EXTRACTED DATA:

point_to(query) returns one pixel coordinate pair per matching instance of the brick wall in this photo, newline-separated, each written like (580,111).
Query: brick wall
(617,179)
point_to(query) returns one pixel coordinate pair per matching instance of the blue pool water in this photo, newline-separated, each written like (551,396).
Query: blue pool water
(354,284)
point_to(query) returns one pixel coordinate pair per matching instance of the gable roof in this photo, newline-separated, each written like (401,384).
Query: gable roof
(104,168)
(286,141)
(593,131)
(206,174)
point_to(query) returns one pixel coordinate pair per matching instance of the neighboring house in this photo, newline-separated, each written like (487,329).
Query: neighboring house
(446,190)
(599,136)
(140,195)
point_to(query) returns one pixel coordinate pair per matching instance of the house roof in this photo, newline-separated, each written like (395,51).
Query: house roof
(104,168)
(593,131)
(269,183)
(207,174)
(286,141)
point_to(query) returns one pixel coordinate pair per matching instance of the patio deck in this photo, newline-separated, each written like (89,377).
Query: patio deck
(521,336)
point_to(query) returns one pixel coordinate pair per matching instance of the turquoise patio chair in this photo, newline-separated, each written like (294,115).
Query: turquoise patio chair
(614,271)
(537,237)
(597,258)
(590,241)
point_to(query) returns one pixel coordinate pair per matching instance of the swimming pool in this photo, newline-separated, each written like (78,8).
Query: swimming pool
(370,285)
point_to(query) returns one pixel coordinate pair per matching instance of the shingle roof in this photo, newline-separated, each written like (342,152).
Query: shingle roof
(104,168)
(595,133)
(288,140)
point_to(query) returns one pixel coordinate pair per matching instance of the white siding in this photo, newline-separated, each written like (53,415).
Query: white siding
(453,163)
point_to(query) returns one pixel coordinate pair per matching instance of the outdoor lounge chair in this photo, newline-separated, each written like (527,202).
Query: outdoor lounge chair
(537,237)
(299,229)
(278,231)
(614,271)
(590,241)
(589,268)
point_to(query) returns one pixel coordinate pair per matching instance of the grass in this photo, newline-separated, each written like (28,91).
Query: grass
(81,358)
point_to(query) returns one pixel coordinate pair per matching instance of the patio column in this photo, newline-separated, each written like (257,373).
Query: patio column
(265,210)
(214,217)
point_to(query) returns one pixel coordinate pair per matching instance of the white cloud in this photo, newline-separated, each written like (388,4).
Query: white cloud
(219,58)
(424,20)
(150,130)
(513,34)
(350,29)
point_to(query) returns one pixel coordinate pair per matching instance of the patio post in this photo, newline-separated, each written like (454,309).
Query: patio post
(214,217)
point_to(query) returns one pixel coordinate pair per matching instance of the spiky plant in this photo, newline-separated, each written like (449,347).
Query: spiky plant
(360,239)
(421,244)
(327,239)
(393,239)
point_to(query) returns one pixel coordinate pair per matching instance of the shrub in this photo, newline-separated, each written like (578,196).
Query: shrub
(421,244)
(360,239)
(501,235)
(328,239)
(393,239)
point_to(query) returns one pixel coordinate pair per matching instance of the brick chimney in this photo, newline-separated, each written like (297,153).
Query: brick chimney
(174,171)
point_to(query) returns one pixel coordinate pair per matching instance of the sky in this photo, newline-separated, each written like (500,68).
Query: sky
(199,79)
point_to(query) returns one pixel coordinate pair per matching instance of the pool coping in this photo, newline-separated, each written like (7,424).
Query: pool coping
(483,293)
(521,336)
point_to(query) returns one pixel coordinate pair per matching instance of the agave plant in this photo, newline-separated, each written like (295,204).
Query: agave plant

ACTIVITY: Write out the whole listing again. Match it word for word.

TASK RESULT:
point_to(query) returns one pixel coordinate pair per matching instance of the brick wall in this photo, newline-separated, each written like (580,111).
Query: brick wall
(617,179)
point_to(query) returns one pixel coordinate pair per matching instance of the blue pool water in this photo, newline-separated, each written like (551,396).
Query: blue pool water
(354,284)
point_to(query) returns one pixel coordinate pair per matching instance of the gable roof in this photo, newline-separated, each written like (401,384).
Query: gable roof
(104,168)
(286,141)
(593,131)
(206,174)
point_to(query) returns one pixel coordinate pair per matching instance of the neighboring house in this photo, newline-separated, each written like (487,329).
Query: neighboring house
(446,190)
(599,136)
(140,195)
point_to(query) returns one pixel coordinate pair per matching instance of the house roof in this photo, newline-separated, each written like (395,51).
Query: house roof
(104,168)
(593,131)
(269,183)
(207,174)
(286,141)
point_to(query) returns one pixel coordinate pair per matching instance of the patio deck in this photo, newline-separated, each written like (89,377).
Query: patio deck
(521,336)
point_to(query) returns one pixel coordinate pair per matching instance of the turquoise patio chair in this photo, newline-separated, each written like (294,115).
Query: turquoise patio chair
(614,271)
(537,237)
(597,258)
(590,241)
point_to(query) returns one pixel coordinate pair per matching instance of the swimming pool in this photo, newline-separated, each written like (78,8).
Query: swimming pool
(370,285)
point_to(query) returns one pixel coordinate pair per matching instance of the shingle roof in this photo, newline-separated, each written like (342,152).
Query: shingle roof
(104,168)
(595,133)
(288,140)
point_to(query) returns one pixel coordinate pair per matching instance of the white siding in this photo, newline-separated, each written like (53,415).
Query: white siding
(453,163)
point_to(query) returns one pixel coordinate pair per matching instance of the outdoor lounge chair in this photo, newline-separated, each written like (527,202).
Query: outdoor lounge chair
(537,237)
(299,229)
(278,231)
(614,271)
(590,241)
(589,268)
point_to(query) returns one pixel coordinate pair per matching instance of the grass in this photo, newline-separated, each written like (28,91).
Query: grass
(81,358)
point_to(query) returns one pixel coordinate pair per matching instance of the patio column in this photo, newline-separated, each written like (257,373).
Query: patio column
(265,210)
(214,217)
point_to(query) returns one pixel coordinate pair per matching instance of the white cloud in this photo, newline-separated, each written like (388,4).
Query: white cloud
(219,58)
(424,20)
(150,130)
(513,34)
(350,29)
point_to(query) returns one pixel coordinate pair per matching instance of the patio post in this photo, newline-separated, each written like (454,309).
Query: patio post
(214,217)
point_to(query) returns one pixel coordinate pair per matching instance of the spiky plant in this photo, newline-separated, each written like (449,347).
Query: spiky plant
(360,239)
(421,244)
(327,239)
(393,239)
point_to(query) returns one pixel coordinate pair per matching instance of the shrub in this photo, newline-separated, each written like (578,196).
Query: shrub
(421,244)
(360,239)
(501,235)
(328,239)
(393,239)
point_to(query) returns one pixel coordinate pair per matching instance of the brick chimney in this photo, newline-separated, each written like (297,153).
Query: brick chimney
(174,171)
point_to(query) returns one pixel coordinate pair per matching instance of the sky in this photo, newline-separated, each written like (500,68).
Query: sky
(199,79)
point_to(query) returns one pixel coordinate pair per matching instance of the pool coping in this photo, newline-separated, each written like (7,424).
Query: pool coping
(483,293)
(521,336)
point_to(query) returns one pixel coordinate pair per matching instance of the agave plant in this photo, newline-separated, each written like (295,204).
Query: agave plant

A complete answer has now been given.